• _Objective_:
Which rows below contain the string "above"? Gather every one of them and copy each in full, treating uppercase and lowercase letters as different.

• _Given records_:
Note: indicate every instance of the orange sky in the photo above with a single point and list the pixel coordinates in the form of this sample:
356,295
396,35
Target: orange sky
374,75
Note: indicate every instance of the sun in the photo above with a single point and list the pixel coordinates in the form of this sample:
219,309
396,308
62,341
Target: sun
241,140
==
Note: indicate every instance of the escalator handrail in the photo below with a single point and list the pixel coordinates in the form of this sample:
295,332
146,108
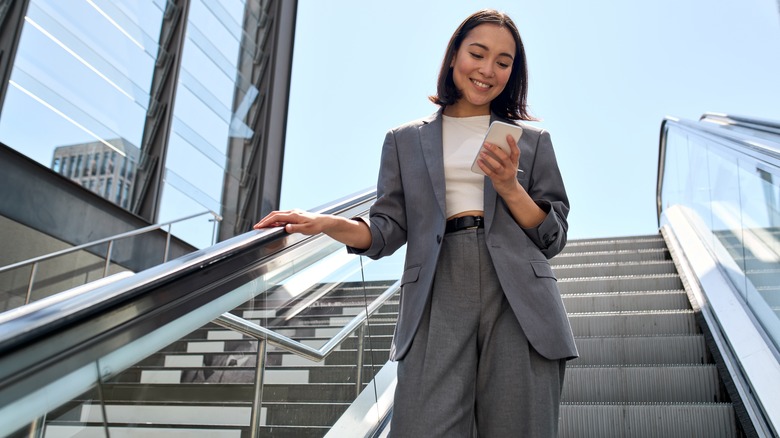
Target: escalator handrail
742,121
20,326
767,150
...
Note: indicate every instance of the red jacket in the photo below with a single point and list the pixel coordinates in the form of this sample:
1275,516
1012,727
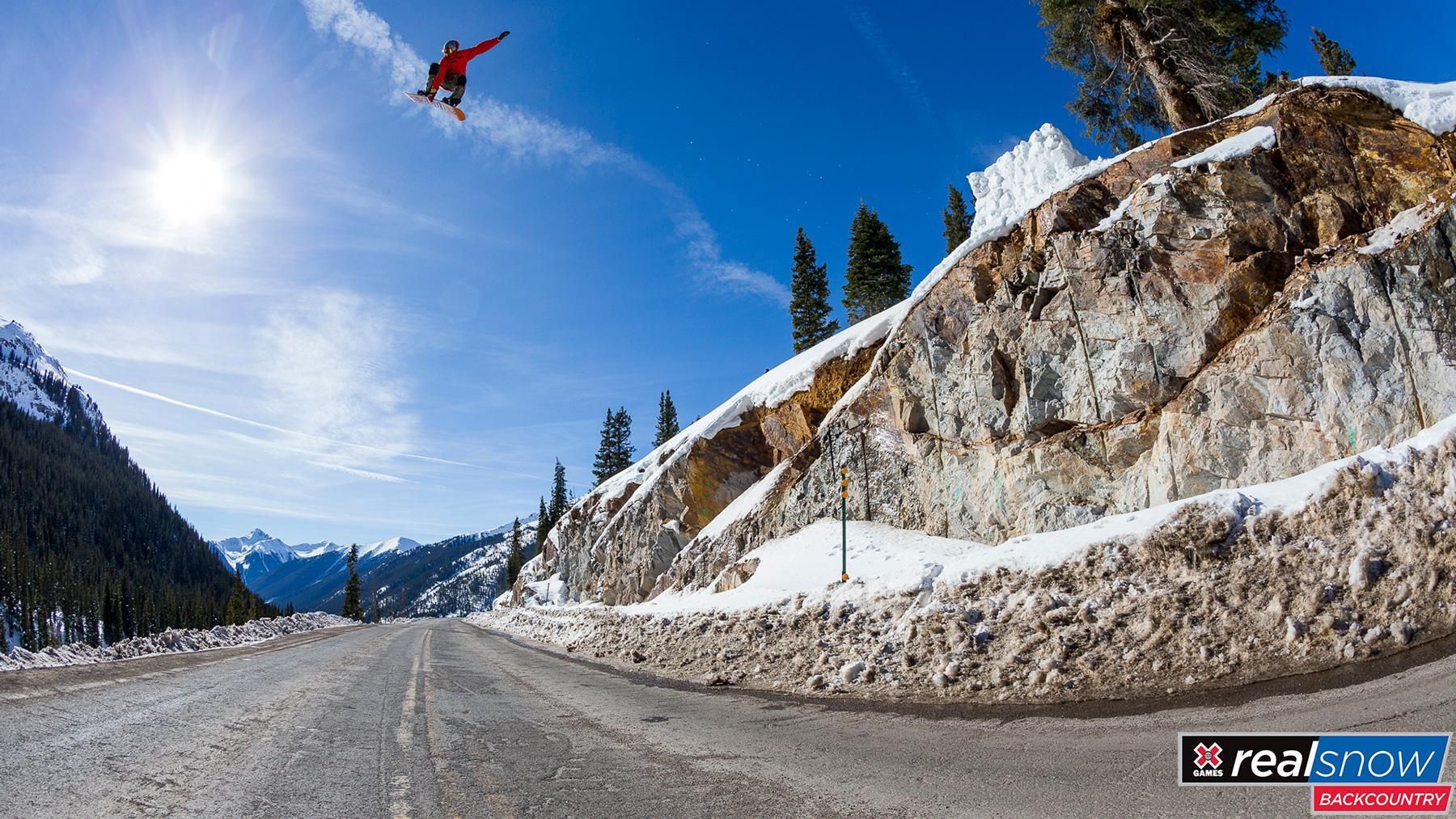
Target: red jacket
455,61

• _Task result_:
Note: indicate every instance of the orange sky in the photo above with a single point and list the pixel coordinates in the form of this sample:
Note: indicate every instance of the sun in the photo above with a single point and list the pixel coordinates in the form of this sample:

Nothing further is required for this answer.